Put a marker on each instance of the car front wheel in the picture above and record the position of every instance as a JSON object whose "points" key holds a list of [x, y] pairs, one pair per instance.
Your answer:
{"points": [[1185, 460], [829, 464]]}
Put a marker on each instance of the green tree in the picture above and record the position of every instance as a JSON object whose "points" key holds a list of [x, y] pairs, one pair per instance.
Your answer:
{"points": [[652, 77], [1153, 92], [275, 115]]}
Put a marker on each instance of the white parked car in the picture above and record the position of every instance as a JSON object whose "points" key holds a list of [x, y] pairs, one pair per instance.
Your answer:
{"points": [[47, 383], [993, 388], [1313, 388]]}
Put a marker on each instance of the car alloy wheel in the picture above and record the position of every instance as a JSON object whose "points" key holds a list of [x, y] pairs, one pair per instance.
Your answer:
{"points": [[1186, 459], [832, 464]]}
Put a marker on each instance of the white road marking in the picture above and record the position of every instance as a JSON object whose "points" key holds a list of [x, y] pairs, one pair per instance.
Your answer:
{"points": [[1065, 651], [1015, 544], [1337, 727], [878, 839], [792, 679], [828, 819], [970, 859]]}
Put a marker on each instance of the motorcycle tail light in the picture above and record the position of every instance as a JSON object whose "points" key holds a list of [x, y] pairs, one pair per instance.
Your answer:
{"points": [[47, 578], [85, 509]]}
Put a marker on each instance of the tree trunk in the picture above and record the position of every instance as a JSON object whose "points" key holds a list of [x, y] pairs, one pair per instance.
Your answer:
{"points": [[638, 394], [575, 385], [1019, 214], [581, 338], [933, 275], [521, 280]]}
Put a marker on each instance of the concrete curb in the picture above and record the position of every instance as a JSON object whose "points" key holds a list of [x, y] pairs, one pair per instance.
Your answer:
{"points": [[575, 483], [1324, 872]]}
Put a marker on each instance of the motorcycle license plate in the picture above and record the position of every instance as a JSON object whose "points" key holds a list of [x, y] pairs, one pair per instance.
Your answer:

TASK OBJECTIVE:
Would you please give the data above again, exactly as it appears?

SOLVED EXERCISE:
Put a marker on each instance of the car front wheel in the picture above and record the position of every instance as a JSON object whose "points" key holds a list of [x, y] pairs, one pair per instance.
Your answer:
{"points": [[1185, 460], [829, 464]]}
Put a marker on each instance of the green tree in the picture above and record the position of every instance as a JSON object whose "points" key holds a list of [x, y] pairs, one pair per instance.
Your answer:
{"points": [[652, 77], [1153, 92], [275, 115]]}
Put a marker on each instance of the white parked car in the picture above and record the position of every instance as a JSON object whose "points" key holds a list of [x, y] pairs, one pair per instance.
Your answer:
{"points": [[47, 383], [993, 388], [1313, 388]]}
Put a marker on each instance of the car alloy wheel in the picture above and record the position of every instance as a JSON object whose "points" key holds a list of [x, y] pairs, one pair per instance.
Your answer:
{"points": [[1186, 459], [832, 464]]}
Put a marker on each instance of the white road marking in the picture above and record the position of every instance as a JSON object whose "points" key holds a list of [x, y] pairs, one pair per instance.
Your answer:
{"points": [[1065, 651], [1015, 544], [1337, 727], [878, 839], [792, 679], [828, 819], [970, 859]]}
Put a marker on each instance of the motorcycle tail light in the picture above and record the position of every instance as a JSON object whose "points" key holds a list of [x, y] pairs, one pair per instance.
Your answer:
{"points": [[47, 578], [85, 509]]}
Put a marker on each instance of the tree trunk in the picture above and record the position of every instance as a JSON object whose "points" key holds a list of [x, y] pairs, one pair per instance.
Your answer:
{"points": [[638, 394], [575, 385], [1019, 214], [581, 338], [933, 275], [521, 280]]}
Put a marker on each instance of the concrete curb in the picture above and record the position of every instance as a JSON object whose "points" key holds a list of [x, y] pairs, one pair per instance.
Your answer:
{"points": [[575, 483], [1324, 872]]}
Put a marker on each instance of the motorcycle license plate in the picture above and record the position of every instance as a JSON object whose "points" key holds a list of [x, y] pairs, one pair per instance.
Your answer:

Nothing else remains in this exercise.